### Brief
Copy down the lines below exactly, from the line containing "the fish scale." through the line containing "42 0 294 475", including both of those lines and nothing else.
-------------------------
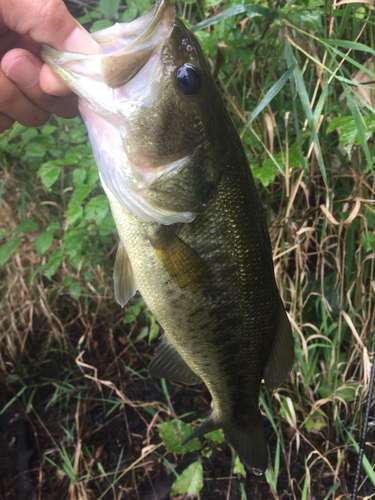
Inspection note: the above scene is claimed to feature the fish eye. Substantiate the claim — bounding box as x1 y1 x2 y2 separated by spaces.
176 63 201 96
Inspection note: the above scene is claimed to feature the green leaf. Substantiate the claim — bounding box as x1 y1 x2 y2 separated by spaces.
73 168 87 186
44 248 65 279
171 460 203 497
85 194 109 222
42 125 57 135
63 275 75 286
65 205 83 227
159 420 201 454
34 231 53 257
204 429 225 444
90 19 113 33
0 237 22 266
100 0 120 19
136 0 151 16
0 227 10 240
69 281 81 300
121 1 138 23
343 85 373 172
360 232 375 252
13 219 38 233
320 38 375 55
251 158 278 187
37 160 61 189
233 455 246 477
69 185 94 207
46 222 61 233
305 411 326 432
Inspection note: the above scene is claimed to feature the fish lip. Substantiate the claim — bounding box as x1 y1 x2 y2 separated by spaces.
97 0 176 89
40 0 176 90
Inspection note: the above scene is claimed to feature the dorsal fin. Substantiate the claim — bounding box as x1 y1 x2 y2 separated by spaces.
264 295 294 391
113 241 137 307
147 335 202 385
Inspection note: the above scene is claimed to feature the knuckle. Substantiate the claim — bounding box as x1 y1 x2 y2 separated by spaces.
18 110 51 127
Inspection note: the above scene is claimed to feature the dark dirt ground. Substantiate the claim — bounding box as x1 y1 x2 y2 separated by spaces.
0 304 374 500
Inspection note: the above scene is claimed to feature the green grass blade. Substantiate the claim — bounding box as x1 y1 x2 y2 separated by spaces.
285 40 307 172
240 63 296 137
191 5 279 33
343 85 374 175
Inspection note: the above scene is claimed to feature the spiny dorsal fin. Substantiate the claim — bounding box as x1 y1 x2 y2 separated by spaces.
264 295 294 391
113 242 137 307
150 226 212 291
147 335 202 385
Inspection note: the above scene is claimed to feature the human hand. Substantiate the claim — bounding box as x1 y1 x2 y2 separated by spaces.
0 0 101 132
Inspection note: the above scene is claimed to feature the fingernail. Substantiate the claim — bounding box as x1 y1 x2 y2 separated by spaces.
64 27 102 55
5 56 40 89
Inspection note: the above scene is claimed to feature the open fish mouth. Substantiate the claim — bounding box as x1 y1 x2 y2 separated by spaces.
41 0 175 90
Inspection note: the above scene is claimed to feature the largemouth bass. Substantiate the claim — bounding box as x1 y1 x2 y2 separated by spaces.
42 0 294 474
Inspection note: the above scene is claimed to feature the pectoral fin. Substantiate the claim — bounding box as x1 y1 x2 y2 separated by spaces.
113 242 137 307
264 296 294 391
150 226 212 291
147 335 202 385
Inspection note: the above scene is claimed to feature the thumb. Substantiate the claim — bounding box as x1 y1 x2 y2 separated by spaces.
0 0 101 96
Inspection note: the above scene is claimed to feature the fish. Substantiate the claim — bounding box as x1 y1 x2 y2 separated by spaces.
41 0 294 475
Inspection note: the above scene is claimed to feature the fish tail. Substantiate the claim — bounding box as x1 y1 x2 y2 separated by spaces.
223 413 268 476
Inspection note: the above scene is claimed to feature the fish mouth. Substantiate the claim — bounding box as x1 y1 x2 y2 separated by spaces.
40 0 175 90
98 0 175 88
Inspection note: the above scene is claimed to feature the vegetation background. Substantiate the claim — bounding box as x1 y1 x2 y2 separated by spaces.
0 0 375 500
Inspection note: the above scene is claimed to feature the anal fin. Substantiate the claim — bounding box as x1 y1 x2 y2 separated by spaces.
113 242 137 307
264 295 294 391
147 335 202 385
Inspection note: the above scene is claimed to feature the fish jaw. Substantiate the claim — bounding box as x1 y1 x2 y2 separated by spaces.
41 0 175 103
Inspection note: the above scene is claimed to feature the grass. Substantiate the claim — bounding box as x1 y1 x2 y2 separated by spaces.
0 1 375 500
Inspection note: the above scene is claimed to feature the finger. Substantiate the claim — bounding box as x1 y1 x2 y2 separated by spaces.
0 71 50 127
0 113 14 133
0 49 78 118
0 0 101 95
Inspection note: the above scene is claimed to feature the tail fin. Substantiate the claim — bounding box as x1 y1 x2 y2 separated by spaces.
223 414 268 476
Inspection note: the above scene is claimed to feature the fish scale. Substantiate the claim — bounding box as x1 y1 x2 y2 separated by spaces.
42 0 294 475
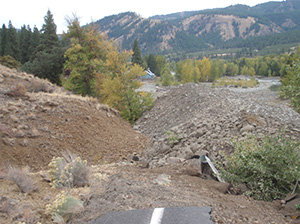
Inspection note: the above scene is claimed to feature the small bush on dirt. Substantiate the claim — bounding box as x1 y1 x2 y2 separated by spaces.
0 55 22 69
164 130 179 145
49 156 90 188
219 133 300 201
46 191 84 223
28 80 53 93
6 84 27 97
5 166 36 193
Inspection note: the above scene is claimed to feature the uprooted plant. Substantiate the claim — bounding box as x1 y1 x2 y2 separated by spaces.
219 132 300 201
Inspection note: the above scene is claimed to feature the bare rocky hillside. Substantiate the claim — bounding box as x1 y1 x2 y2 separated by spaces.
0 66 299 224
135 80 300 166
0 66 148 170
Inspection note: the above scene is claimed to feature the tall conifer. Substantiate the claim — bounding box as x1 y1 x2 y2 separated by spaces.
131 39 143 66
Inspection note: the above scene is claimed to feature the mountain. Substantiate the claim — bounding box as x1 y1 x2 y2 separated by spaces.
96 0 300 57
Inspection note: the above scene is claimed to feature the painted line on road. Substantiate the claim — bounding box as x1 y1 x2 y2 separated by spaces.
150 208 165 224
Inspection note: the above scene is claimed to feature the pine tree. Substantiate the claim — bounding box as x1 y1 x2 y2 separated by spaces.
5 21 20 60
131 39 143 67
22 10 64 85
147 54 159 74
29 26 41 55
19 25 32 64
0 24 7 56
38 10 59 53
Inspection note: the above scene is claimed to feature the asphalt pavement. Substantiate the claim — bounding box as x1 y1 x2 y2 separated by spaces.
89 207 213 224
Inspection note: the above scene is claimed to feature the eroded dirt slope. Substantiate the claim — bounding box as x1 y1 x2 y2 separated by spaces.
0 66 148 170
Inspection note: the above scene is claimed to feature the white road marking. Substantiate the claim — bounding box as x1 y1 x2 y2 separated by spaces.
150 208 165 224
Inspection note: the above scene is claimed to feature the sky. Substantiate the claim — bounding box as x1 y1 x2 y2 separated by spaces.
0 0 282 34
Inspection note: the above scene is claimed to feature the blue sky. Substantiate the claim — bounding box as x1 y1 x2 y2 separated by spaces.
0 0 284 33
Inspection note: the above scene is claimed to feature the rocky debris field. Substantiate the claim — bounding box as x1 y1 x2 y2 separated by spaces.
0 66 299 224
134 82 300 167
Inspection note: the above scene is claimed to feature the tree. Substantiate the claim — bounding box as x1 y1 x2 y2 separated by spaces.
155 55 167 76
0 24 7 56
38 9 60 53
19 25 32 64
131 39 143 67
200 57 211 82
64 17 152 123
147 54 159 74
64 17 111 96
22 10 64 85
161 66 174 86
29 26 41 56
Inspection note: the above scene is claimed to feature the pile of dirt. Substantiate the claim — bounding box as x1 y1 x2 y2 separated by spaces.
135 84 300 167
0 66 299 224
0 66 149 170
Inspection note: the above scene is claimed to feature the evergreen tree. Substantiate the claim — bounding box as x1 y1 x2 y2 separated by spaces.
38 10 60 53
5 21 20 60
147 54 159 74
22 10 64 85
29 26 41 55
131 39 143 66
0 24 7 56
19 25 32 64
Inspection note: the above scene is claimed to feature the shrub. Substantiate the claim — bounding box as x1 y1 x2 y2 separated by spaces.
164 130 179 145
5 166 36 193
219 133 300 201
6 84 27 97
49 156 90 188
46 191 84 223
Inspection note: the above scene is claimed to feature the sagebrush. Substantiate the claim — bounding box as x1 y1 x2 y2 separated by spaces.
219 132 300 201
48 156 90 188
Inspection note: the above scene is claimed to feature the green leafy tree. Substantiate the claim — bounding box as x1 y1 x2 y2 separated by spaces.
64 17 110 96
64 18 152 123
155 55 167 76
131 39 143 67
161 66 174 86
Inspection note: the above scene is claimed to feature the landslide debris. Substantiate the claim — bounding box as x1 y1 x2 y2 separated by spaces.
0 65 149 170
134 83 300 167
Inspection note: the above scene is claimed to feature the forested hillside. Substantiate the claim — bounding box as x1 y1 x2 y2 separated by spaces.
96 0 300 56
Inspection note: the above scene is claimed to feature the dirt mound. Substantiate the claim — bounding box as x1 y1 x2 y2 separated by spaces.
-------------------------
### Solution to this exercise
Inspection note: the above scene is claimed to feature the fish scale. Substantiate the claim — bounding box as x1 y1 x2 y2 separated by spaces.
42 0 294 475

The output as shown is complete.